## REQUIRED TASK
Reproduce every one of the records below word for word, keeping each line as it stands.

Start of DATA ROWS

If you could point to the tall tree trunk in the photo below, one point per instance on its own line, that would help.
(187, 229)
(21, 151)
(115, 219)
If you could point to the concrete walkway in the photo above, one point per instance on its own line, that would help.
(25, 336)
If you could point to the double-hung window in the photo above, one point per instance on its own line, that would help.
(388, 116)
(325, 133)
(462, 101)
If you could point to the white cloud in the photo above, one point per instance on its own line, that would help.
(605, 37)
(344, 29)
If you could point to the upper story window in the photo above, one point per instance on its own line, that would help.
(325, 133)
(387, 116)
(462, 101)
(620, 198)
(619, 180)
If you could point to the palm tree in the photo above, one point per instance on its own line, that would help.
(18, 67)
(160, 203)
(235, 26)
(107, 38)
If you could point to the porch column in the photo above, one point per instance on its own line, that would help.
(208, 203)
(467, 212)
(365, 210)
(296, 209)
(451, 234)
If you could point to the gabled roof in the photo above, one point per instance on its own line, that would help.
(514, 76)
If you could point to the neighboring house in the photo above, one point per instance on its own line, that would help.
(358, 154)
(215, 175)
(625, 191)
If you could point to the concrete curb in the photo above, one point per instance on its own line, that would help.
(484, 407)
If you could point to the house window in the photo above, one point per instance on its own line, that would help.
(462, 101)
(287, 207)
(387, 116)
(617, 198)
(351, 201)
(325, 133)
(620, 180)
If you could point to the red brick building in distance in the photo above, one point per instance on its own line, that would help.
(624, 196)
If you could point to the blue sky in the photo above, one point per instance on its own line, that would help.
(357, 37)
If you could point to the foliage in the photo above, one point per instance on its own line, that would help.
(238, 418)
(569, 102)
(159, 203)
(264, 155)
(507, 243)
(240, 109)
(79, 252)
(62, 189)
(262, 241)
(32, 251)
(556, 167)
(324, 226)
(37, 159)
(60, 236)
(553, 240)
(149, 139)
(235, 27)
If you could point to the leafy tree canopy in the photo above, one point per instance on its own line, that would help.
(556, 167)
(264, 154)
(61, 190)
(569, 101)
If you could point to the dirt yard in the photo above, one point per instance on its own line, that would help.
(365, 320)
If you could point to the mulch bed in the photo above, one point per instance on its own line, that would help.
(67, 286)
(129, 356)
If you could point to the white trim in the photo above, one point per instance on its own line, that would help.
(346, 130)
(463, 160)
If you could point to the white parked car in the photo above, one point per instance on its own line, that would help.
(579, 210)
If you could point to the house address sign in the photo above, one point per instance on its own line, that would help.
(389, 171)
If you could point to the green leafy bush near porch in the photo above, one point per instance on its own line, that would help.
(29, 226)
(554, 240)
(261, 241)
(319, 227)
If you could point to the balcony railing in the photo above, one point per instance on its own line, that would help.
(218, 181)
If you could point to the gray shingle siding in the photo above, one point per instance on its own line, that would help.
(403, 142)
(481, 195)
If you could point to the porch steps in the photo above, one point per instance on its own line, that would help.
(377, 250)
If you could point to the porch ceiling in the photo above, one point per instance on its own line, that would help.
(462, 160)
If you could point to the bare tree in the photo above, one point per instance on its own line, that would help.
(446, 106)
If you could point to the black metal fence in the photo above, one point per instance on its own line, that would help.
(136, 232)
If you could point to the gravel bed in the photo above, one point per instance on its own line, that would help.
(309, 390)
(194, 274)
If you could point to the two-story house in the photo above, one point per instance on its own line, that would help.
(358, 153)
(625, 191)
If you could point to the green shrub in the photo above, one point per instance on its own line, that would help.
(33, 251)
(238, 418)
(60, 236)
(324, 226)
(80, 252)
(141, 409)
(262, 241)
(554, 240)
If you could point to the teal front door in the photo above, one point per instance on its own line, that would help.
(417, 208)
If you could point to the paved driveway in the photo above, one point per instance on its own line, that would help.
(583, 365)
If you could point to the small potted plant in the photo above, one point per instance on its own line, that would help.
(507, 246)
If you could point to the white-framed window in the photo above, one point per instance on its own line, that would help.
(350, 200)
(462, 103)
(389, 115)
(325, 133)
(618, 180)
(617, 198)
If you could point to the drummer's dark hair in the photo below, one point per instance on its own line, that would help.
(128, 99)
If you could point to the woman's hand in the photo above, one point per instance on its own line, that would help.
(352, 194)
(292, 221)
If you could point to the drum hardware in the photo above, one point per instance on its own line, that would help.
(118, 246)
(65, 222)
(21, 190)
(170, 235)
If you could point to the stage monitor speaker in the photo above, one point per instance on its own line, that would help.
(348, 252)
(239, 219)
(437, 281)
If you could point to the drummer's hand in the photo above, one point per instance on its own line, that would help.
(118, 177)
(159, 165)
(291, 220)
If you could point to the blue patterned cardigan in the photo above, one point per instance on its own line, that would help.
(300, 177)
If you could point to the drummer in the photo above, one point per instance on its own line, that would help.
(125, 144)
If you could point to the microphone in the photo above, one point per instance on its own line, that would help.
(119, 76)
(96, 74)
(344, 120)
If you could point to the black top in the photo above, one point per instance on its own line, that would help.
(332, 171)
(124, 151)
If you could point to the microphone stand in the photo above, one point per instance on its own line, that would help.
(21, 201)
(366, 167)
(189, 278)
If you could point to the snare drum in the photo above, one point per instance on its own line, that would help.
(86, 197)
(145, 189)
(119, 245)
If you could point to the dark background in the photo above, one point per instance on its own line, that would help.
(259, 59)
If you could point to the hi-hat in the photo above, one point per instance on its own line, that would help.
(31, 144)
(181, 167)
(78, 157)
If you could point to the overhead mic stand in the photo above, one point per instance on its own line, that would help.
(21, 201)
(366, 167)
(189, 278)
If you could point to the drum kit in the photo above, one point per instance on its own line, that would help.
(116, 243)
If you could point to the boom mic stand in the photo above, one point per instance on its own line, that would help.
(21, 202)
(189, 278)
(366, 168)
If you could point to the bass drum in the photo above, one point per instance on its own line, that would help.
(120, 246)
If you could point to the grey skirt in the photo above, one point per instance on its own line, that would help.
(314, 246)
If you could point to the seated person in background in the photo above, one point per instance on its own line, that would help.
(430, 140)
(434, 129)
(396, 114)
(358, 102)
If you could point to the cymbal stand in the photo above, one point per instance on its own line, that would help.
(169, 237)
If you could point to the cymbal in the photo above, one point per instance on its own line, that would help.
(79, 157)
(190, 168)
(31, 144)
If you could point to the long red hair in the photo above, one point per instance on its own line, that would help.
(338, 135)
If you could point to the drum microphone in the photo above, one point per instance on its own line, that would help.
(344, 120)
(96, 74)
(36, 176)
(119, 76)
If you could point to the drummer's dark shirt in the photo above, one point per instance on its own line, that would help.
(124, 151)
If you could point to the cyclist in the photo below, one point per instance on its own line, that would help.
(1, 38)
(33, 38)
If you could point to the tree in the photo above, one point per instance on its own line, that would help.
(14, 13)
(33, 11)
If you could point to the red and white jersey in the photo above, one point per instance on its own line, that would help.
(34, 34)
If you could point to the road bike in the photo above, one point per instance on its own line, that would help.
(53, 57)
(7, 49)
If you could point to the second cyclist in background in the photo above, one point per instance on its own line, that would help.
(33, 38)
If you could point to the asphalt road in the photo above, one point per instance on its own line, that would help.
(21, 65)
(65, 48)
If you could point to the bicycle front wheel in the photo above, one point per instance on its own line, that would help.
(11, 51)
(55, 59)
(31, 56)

End of DATA ROWS

## WRITTEN RESPONSE
If you could point to the tall tree trunk in the photo below, one point per instance on its own line, that would help.
(187, 229)
(21, 151)
(115, 219)
If you could point to the concrete walkway in the photo above, one point per instance on its own line, that would help.
(25, 336)
If you could point to the double-hung window in the photo above, one point per instance on its own line, that would help.
(388, 116)
(325, 133)
(462, 101)
If you could point to the white cloud in the photo above, one point per instance on its own line, that would help.
(605, 37)
(344, 29)
If you could point to the upper story window in the photo above, one point per instance on its own line, that would help.
(325, 133)
(387, 116)
(462, 101)
(620, 198)
(619, 180)
If you could point to the palm tree in the photo above, one point per instance on its own line, that would help.
(18, 67)
(160, 203)
(235, 26)
(107, 38)
If you could point to the porch column in the photo above, one point per instance on its own line, that would help.
(208, 203)
(467, 212)
(365, 210)
(296, 209)
(451, 234)
If you could point to the gabled roof in the photo above, one point per instance on its own line, that would help.
(514, 76)
If you could point to the neighboring house in the photo above, one point per instance on its own line, that would help.
(358, 154)
(215, 175)
(625, 191)
If you could point to the concrete curb in the photo above, one point per instance on its own line, that would help.
(484, 407)
If you could point to the house window in the photo above, one point per instance on its own line, that would help.
(462, 101)
(287, 207)
(387, 116)
(617, 198)
(351, 201)
(325, 133)
(620, 180)
If you could point to the red brick building in distance in the photo above, one point per instance on its own line, that would help.
(624, 196)
If you could point to the blue sky in the photo above, one point per instance on its own line, that would help.
(357, 37)
If you could point to the foliage in the photo above, one point per instance on its own line, that would help.
(238, 418)
(569, 102)
(159, 203)
(264, 155)
(507, 243)
(240, 109)
(79, 252)
(62, 189)
(262, 241)
(32, 251)
(556, 167)
(324, 226)
(37, 159)
(60, 236)
(553, 240)
(149, 139)
(235, 27)
If you could point to the leafy tree canopy in the photo above, one point per instance on its own line, that would help.
(556, 167)
(264, 154)
(61, 190)
(569, 101)
If you could point to the dirt yard in the photo above, one point per instance on its own line, that would help.
(365, 320)
If you could point to the mulch bed in the photo above, one point per instance on its own line, that would help.
(67, 286)
(129, 356)
If you could point to the white trim in the photo above, one point per instance on its own line, that would help.
(346, 130)
(463, 160)
If you could point to the white parked car in the photo above, one point per instance on its own line, that would help.
(579, 210)
If you could point to the house address sign in the photo above, one point per instance on its own line, that would help.
(389, 171)
If you could point to the green leafy bush near porch in the photo above, one point per instance on its own line, that would help.
(29, 226)
(554, 240)
(261, 241)
(319, 227)
If you could point to the balcony railing in the photo above, one point per instance on its own line, that would help.
(218, 181)
If you could point to the gray shingle siding in the photo above, one point per instance on its own line, that would help.
(403, 142)
(481, 195)
If you could point to the porch steps in the photo above, one point per instance on its own line, that would help.
(377, 250)
If you could point to the porch ceiling in the photo above, one point per instance on its own line, that would help.
(462, 160)
If you could point to the bare tree in the photo above, one point per instance on its own line, that would help.
(446, 106)
If you could point to the black metal fence in the photo above, one point per instance on its own line, that would help.
(136, 232)
If you could point to the gravel bed in the photo above, one point per instance on its own line, that would help.
(309, 390)
(194, 274)
If you could point to the two-story house in the photo above, one point per instance on its own line, that would help.
(358, 153)
(625, 191)
If you could point to the green shrub in the photo above, one point per instance on its own line, that would help.
(33, 251)
(238, 418)
(60, 236)
(324, 226)
(80, 252)
(141, 409)
(262, 241)
(554, 240)
If you could point to the teal front door in the photo above, one point per instance on its own line, that would help.
(417, 208)
If you could point to the paved driveway in the photo above, one point per instance on its own line, that would help.
(583, 365)
If you could point to the small potted plant in the photo above, one point per instance on its own line, that would help.
(507, 246)
If you could point to the white-framed window in the photo above, one point per instance on its own line, that would help.
(350, 200)
(462, 103)
(389, 115)
(325, 133)
(618, 180)
(617, 198)
If you could point to the drummer's dark hair in the photo below, one point per instance on its own line, that would help.
(128, 99)
If you could point to the woman's hand in the photo above, one point per instance on its own line, that would help.
(352, 194)
(292, 221)
If you could point to the drum hardware in the photo above, one point per instance on its own line, that would help.
(118, 246)
(65, 222)
(21, 190)
(170, 235)
If you could point to the stage monitor speaker in the photo above, one point per instance on its own line, that would help.
(348, 252)
(239, 219)
(437, 281)
If you could point to the drummer's hand in the photo above, one point per instance on its own line, that would help.
(118, 177)
(159, 165)
(291, 220)
If you could point to the blue patterned cardigan in the photo above, one point per instance on its own line, that would help.
(300, 177)
If you could point to the drummer in the photo above, one point per instance on its own line, that would help.
(125, 144)
If you could point to the microphone in the photo above, one point per instance on its own line, that would help.
(119, 76)
(96, 74)
(344, 120)
If you could point to the black top in the photo above, one point per instance on its own line, that would help.
(332, 171)
(124, 151)
If you could point to the microphone stand in the photo above, one point per instance on its own line, that would help.
(21, 201)
(366, 167)
(189, 278)
If you could point to the snare drum in the photo above, one point per instance on its own line, that would help.
(86, 197)
(145, 189)
(119, 245)
If you could point to the dark background in the photo above, one point per instance on its own line, that would help.
(259, 59)
If you could point to the hi-hat in the photo above, one point per instance on its own line, that would help.
(31, 144)
(181, 167)
(78, 157)
If you could point to the overhead mic stand in the photo above, one point per instance on its own line, that would help.
(21, 201)
(366, 167)
(189, 278)
If you could point to the drum kit in the photo above, one point per instance on its own line, that would help.
(116, 243)
If you could point to the boom mic stand in the photo above, one point per instance on its own line, that would help.
(21, 202)
(189, 278)
(366, 168)
If you could point to the bass drum in the photo above, one point per instance on its own line, that would help.
(120, 246)
If you could point to the grey skirt in the photo above, one point per instance on its own line, that would help.
(314, 246)
If you could point to the seated person in background in the photo above, one point per instance on its own line, that would help.
(430, 140)
(434, 129)
(396, 114)
(358, 102)
If you could point to the cymbal stand in the photo above, one point per instance on its own line, that would help.
(169, 237)
If you could point to the cymbal in the photo above, one point per instance on its own line, that would help.
(79, 157)
(190, 168)
(31, 144)
If you could point to the long red hair in the photo above, one point per instance on its own line, that would help.
(338, 135)
If you could point to the drum microphone in the photo above, one point per instance on its own line, that would help.
(344, 120)
(96, 74)
(36, 176)
(119, 76)
If you could point to the drummer's dark shirt in the photo above, one point per instance on its own line, that would help.
(124, 151)
If you could point to the cyclist in the photo below, one point per instance on its own line, that would help.
(1, 38)
(33, 38)
If you could point to the tree in the photo above, one point per instance on its own line, that would help.
(14, 13)
(33, 11)
If you could point to the red and white jersey in the photo above, one point per instance on its own line, that would help.
(34, 34)
If you could point to the road bike in the photo above, one point per instance on its own line, that would help.
(53, 57)
(7, 49)
If you could point to the second cyclist in background in the photo above, one point per instance on its own line, that would help.
(33, 38)
If you could point to the asphalt road in the photo above, one point per instance on its own line, that would help.
(21, 65)
(65, 48)
If you could point to the bicycle front wheel in the photo above, one point per instance on its own line, that would help.
(11, 51)
(55, 59)
(31, 56)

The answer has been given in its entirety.